> **REQUIREMENT**: Without including any images, reproduce each entry exactly.

########

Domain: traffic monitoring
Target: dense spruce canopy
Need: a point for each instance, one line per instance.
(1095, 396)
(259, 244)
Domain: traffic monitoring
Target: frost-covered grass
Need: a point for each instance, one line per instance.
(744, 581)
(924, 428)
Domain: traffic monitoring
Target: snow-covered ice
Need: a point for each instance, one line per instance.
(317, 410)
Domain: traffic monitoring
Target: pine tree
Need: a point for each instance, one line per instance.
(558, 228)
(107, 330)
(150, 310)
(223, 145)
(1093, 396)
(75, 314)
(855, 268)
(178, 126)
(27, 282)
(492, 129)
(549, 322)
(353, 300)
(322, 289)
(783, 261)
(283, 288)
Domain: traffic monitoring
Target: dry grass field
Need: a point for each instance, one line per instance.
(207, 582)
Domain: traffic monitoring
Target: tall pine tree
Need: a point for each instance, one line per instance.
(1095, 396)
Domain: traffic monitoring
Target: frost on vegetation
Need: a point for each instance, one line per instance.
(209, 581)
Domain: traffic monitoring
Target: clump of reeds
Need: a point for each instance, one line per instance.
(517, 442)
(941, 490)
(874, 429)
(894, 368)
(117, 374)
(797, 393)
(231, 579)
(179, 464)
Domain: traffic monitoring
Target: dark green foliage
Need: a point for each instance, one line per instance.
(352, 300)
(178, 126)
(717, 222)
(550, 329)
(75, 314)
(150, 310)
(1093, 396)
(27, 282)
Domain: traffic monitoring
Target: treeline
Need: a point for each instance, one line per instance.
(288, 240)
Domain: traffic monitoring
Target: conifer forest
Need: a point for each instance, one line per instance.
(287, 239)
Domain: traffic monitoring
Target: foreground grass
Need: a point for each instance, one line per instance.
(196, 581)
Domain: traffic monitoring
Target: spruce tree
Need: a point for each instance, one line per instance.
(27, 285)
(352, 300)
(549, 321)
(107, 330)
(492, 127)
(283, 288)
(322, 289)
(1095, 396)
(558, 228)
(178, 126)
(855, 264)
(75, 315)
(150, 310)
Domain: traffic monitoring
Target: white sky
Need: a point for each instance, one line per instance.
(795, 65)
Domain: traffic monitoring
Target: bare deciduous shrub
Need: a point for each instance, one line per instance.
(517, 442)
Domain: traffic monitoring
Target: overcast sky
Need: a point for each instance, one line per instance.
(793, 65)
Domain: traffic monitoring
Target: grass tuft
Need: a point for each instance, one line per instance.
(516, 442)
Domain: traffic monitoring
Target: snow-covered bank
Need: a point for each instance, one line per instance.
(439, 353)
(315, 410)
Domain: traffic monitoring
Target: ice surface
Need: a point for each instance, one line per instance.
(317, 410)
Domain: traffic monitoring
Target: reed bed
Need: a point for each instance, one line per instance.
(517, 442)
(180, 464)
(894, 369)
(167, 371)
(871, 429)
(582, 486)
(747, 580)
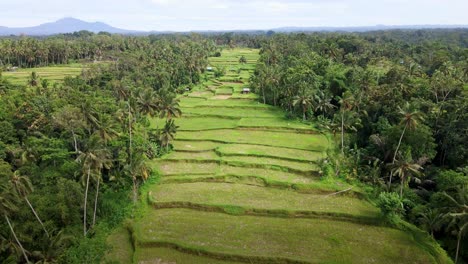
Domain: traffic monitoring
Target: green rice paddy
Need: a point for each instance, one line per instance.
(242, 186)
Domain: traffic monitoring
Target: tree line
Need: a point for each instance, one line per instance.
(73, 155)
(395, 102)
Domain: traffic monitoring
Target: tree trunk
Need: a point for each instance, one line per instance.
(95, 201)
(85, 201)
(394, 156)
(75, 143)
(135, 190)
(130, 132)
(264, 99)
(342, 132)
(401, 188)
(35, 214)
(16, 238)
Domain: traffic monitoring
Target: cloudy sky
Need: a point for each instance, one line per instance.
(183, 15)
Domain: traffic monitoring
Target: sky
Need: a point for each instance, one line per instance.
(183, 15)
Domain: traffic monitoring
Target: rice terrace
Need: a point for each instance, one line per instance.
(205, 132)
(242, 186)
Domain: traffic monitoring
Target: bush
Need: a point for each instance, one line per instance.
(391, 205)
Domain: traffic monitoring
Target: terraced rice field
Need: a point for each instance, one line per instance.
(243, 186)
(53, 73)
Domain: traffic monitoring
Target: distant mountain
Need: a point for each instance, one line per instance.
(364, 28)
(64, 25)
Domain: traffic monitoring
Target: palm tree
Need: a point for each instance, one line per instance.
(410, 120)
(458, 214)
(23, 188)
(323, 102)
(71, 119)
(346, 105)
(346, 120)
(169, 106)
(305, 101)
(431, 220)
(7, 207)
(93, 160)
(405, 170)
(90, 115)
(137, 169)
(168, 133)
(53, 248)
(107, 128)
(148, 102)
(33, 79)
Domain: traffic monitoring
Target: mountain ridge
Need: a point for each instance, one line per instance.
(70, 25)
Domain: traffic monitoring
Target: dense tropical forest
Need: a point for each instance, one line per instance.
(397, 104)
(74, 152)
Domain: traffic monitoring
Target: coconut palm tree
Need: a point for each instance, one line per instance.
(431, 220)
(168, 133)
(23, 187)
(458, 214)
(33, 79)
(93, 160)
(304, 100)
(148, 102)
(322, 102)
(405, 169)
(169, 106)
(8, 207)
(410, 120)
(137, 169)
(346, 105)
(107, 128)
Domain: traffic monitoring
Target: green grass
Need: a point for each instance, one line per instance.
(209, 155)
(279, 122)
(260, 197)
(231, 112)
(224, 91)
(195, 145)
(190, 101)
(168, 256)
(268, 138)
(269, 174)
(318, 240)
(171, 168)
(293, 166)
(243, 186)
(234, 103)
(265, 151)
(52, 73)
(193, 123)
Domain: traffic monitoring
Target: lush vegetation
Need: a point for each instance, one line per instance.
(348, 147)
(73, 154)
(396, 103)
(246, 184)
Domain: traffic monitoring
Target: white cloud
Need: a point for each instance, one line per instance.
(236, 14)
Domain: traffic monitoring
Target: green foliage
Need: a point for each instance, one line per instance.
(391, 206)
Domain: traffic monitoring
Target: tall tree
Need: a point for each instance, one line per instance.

########

> **RESULT BELOW**:
Domain: traffic monitoring
Target: dense spruce canopy
Need: a point for each instance, one line per instance.
(1095, 396)
(259, 244)
Domain: traffic monitoring
Target: frost-covered grass
Need: a point for each instance, one line per instance.
(744, 581)
(924, 428)
Domain: traffic monitoring
Target: snow-covered ice
Need: a point for each instance, one line per instance.
(317, 410)
Domain: traffic monitoring
Target: pine tree
Need: a point for each instance, one line per instance.
(558, 228)
(107, 330)
(150, 310)
(223, 145)
(1093, 396)
(75, 314)
(855, 268)
(178, 126)
(27, 282)
(492, 129)
(549, 322)
(353, 300)
(322, 289)
(783, 261)
(283, 288)
Domain: traffic monitoring
Target: dry grass field
Need: a point for each instance, one line per instance.
(207, 582)
Domain: traffic monitoring
Target: tall pine tree
Need: a point for each instance, one line per instance.
(1095, 396)
Domain: traffic monitoring
Target: frost on vegetation
Need: a point for each instance, one line per instance.
(209, 581)
Domain: traffic monitoring
Target: clump of reeds
Need: a point for each instance, one line per instance.
(517, 442)
(941, 490)
(874, 429)
(894, 368)
(117, 374)
(797, 393)
(231, 579)
(179, 464)
Domain: traffic monitoring
Target: dark green foliage
Need: a point for each instance, one line per instance.
(352, 300)
(178, 126)
(717, 222)
(550, 329)
(75, 314)
(150, 310)
(1093, 396)
(27, 282)
Domain: traffic monitoring
Target: treeline
Need: a point for each instance, one line per instance.
(288, 240)
Domain: traffic monitoring
Target: conifer forest
Need: a point for each instance, one line per instance.
(287, 239)
Domain: traffic monitoring
Target: foreground grass
Need: a point for each instance, one line per instance.
(196, 581)
Domain: traffic monitoring
Target: spruce tree
Need: a point for each instance, one line per instance.
(27, 285)
(352, 300)
(549, 321)
(107, 330)
(492, 127)
(283, 288)
(322, 289)
(1095, 396)
(558, 228)
(178, 126)
(855, 264)
(75, 315)
(150, 310)
Domain: traffic monitoring
Target: white sky
Need: a point for each instance, one line per instance.
(795, 65)
Domain: traffic monitoring
Target: bare deciduous shrub
Need: a point for each instance, one line per instance.
(517, 442)
Domain: traffic monitoring
Target: overcast sky
Need: a point for each instance, one line per instance.
(793, 65)
Domain: traffic monitoring
Target: grass tuft
Need: a point for each instance, one line per instance.
(516, 442)
Domain: traffic monitoring
Target: snow-covered bank
Need: a point for each instance, one line per instance.
(439, 353)
(315, 410)
Domain: traffic monitoring
Target: ice surface
Need: a point for each instance, one line per instance.
(317, 410)
Domain: traffic monitoring
Target: reed bed
Need: a point for each instance, one line per instance.
(517, 442)
(180, 464)
(894, 369)
(167, 371)
(871, 429)
(582, 486)
(747, 580)
Domain: traffic monitoring
Target: green rice paddy
Need: a point for each instance, one line per instance.
(242, 186)
Domain: traffic monitoring
Target: tree line
Need: a point for each instance, one line per instance.
(73, 155)
(395, 102)
Domain: traffic monitoring
Target: tree trunk
Need: a point for each instance, one line per instance.
(95, 201)
(85, 201)
(394, 156)
(75, 143)
(135, 190)
(130, 132)
(264, 99)
(342, 132)
(401, 188)
(35, 214)
(16, 238)
Domain: traffic monitoring
Target: cloudy sky
Need: a point for each instance, one line per instance.
(183, 15)
Domain: traffic monitoring
Target: sky
Need: a point for each instance, one line per instance.
(183, 15)
Domain: traffic monitoring
Target: rice terrace
Need: a point for each instance, one line per instance.
(205, 132)
(242, 186)
Domain: traffic monitoring
Target: bush
Need: a point for each instance, one line per instance.
(391, 205)
Domain: traffic monitoring
Target: terraced rice field
Need: a point for each instance, one line per instance.
(243, 186)
(53, 73)
Domain: traffic monitoring
Target: distant mountain
Need: a point for each instance, one line per instance.
(364, 28)
(64, 25)
Domain: traffic monitoring
Target: palm tree
Need: a point for each instance, one line per instance.
(410, 120)
(458, 214)
(23, 188)
(323, 102)
(71, 119)
(346, 105)
(346, 120)
(169, 106)
(305, 101)
(431, 220)
(7, 207)
(93, 160)
(405, 170)
(90, 115)
(137, 169)
(168, 133)
(53, 248)
(107, 128)
(148, 102)
(33, 79)
Domain: traffic monitoring
Target: mountain ridge
Need: a point for each instance, one line per instance.
(70, 25)
Domain: traffic monitoring
Target: dense tropical forest
Need: a point for each instance, one line per instance.
(397, 104)
(74, 152)
Domain: traffic monitoring
Target: coconut palm tree
Need: a point for each instance, one line per instance.
(431, 220)
(168, 133)
(23, 187)
(458, 214)
(33, 79)
(93, 160)
(304, 100)
(148, 102)
(322, 102)
(405, 169)
(169, 106)
(8, 207)
(410, 120)
(137, 169)
(346, 105)
(107, 128)
Domain: traffic monitoring
Target: green grass
Need: a point for each instance, one line per instance.
(209, 155)
(279, 122)
(260, 197)
(231, 112)
(224, 91)
(195, 145)
(190, 101)
(168, 256)
(268, 138)
(269, 174)
(318, 240)
(171, 168)
(293, 166)
(243, 186)
(234, 103)
(265, 151)
(52, 73)
(193, 123)
Domain: traffic monitoring
Target: lush vegetation
Need: a point for each instance, one line per instance.
(348, 147)
(73, 154)
(396, 103)
(246, 184)
Domain: traffic monitoring
Target: white cloud
Need: a point for each instance, one line per instance.
(236, 14)
Domain: traffic monitoring
Target: green foliage
Need: a point for each instance, one line per instance.
(391, 206)
Domain: traffic monitoring
Target: tall tree
Need: a point for each instance, one line per instance.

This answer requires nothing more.